C’est important, de mon point de vue, d’être un acteur à part entière du renouveau de l’image de Saint-Étienne. La Comédie va être reconstruite sur le site de la Plaine Achille, et c’est important de marteler que dans l’ADN de Saint-Étienne, on trouve le Foot, évidemment, le Design associé à l’Art Moderne, mais au même titre que le Théâtre. On ne l’avait pas assez dit. C’est pourquoi nous continuons à faire passer ce message, le théâtre fait partie de l’ADN de cette ville. De par l’histoire de Jean Dasté mais aussi à travers le rayonnement du centre dramatique. Après il faut bien admettre que la saison passée a été très forte en matière de fréquentation et de création. Les 5 productions que nous avons créées ont toutes connu le succès, cela génère des retombées médiatiques, d’autant qu’elles ont été jouées à Paris, pendant près de 4 mois non-stop.

▶ _LIGNES ENREGISTRÉES_:
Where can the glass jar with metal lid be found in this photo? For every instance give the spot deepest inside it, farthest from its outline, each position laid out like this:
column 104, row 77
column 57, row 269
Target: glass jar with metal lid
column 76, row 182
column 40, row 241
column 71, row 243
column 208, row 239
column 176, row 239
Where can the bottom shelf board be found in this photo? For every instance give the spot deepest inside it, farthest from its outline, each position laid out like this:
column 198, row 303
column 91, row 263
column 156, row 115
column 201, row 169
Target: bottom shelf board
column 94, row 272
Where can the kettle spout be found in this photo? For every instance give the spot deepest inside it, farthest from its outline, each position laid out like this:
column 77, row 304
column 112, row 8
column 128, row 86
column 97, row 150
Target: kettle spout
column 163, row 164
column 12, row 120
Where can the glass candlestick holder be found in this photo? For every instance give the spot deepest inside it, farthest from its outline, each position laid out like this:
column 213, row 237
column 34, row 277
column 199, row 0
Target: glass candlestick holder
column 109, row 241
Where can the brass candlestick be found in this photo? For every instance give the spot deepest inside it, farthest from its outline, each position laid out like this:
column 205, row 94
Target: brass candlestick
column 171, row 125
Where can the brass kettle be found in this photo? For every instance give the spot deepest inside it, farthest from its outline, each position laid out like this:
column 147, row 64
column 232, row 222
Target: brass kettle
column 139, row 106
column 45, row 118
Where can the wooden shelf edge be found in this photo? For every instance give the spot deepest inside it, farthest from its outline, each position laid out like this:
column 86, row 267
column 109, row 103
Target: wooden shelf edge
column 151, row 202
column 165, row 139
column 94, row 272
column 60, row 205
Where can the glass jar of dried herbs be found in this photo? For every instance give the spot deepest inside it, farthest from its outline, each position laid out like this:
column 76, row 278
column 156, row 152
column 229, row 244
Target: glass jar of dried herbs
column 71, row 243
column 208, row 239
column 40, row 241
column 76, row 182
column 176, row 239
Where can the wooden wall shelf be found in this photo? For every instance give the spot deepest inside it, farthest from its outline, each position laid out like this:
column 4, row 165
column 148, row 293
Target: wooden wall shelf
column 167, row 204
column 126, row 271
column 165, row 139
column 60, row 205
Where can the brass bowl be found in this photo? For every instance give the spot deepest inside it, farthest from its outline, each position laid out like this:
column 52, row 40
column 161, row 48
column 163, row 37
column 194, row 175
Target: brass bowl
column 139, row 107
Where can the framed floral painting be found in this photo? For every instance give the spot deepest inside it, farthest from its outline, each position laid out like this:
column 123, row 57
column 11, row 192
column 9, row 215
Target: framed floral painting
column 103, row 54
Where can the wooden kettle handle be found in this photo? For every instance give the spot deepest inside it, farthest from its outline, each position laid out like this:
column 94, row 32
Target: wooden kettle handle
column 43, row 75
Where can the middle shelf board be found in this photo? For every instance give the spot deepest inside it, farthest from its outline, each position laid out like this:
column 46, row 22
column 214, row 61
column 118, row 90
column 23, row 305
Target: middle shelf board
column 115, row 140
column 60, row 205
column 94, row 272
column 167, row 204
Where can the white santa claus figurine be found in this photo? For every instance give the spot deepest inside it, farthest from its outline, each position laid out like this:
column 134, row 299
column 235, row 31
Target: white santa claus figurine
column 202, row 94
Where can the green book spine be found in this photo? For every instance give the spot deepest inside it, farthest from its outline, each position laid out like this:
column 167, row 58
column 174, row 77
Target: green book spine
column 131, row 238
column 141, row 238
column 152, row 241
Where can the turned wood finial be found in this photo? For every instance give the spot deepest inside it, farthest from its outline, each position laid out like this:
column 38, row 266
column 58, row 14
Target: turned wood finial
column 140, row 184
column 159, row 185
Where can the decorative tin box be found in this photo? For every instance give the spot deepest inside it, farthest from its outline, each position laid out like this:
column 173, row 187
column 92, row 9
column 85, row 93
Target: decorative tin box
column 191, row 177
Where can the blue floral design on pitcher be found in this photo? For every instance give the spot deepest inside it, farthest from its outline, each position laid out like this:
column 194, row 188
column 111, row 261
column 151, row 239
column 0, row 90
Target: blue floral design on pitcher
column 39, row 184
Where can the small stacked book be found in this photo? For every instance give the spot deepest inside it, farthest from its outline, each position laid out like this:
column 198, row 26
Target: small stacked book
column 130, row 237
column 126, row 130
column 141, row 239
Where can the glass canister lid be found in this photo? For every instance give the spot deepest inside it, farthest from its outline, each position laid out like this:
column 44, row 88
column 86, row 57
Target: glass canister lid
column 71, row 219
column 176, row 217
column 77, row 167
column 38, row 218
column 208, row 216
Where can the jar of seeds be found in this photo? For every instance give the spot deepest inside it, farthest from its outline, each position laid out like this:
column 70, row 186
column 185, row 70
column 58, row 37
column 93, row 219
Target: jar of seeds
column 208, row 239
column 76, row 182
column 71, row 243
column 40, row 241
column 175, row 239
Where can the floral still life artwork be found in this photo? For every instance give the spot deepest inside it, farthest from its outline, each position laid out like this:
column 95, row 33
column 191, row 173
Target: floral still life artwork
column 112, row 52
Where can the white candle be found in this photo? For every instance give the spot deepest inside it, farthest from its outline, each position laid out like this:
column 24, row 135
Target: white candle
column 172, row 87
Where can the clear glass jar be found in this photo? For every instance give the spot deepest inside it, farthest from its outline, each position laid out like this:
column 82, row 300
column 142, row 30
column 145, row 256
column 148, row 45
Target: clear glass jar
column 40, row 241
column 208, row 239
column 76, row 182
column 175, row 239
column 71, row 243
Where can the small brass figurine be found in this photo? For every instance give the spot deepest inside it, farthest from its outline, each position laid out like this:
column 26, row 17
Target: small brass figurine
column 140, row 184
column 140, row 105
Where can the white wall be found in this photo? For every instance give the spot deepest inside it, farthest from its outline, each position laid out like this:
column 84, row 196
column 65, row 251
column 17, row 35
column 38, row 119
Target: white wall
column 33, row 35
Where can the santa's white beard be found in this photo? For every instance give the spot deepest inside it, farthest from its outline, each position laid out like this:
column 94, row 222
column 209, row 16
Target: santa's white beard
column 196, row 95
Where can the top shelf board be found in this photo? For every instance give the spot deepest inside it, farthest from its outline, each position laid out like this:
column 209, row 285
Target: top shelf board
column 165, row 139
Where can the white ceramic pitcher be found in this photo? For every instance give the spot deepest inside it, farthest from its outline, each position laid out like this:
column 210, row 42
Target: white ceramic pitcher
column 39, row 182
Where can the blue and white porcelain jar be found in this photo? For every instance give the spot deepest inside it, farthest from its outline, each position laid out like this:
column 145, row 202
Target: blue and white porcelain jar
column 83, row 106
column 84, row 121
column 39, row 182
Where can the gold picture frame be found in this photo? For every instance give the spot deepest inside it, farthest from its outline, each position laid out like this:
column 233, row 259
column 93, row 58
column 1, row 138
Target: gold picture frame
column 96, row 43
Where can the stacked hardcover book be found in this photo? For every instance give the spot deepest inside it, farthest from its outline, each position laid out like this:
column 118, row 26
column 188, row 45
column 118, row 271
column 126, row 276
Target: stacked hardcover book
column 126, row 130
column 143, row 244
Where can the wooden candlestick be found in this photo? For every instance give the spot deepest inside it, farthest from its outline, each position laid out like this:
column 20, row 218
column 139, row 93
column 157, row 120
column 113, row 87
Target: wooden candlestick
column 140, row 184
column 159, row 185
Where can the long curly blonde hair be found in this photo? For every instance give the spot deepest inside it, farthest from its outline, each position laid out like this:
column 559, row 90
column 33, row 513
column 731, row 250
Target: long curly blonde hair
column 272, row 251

▶ _À FAIRE_:
(A) Pour chaque affirmation ci-dessous, dites si elle concorde avec l'extrait sur le théâtre à Saint-Étienne : répondez par oui ou non, puis citez les mots décisifs de l'extrait. (i) La Comédie sera reconstruite sur le site de la Plaine Achille. (ii) Les productions ont été jouées à Paris pendant près de six mois. (iii) Seules trois des productions créées ont connu le succès.
(B) Relevez, s'il vous plaît, chaque ligne des enregistrements qui contient la chaîne « green », en tenant compte de la casse, et recopiez-la.

▶ _RÉPONSES PAR TÂCHE_:
(A)
(i) Oui : « La Comédie va être reconstruite sur le site de la Plaine Achille ».
(ii) Non : « pendant près de 4 mois non-stop ».
(iii) Non : « Les 5 productions que nous avons créées ont toutes connu le succès ».

(B)
Where can the green book spine be found in this photo? For every instance give the spot deepest inside it, farthest from its outline, each position laid out like this:
Target: green book spine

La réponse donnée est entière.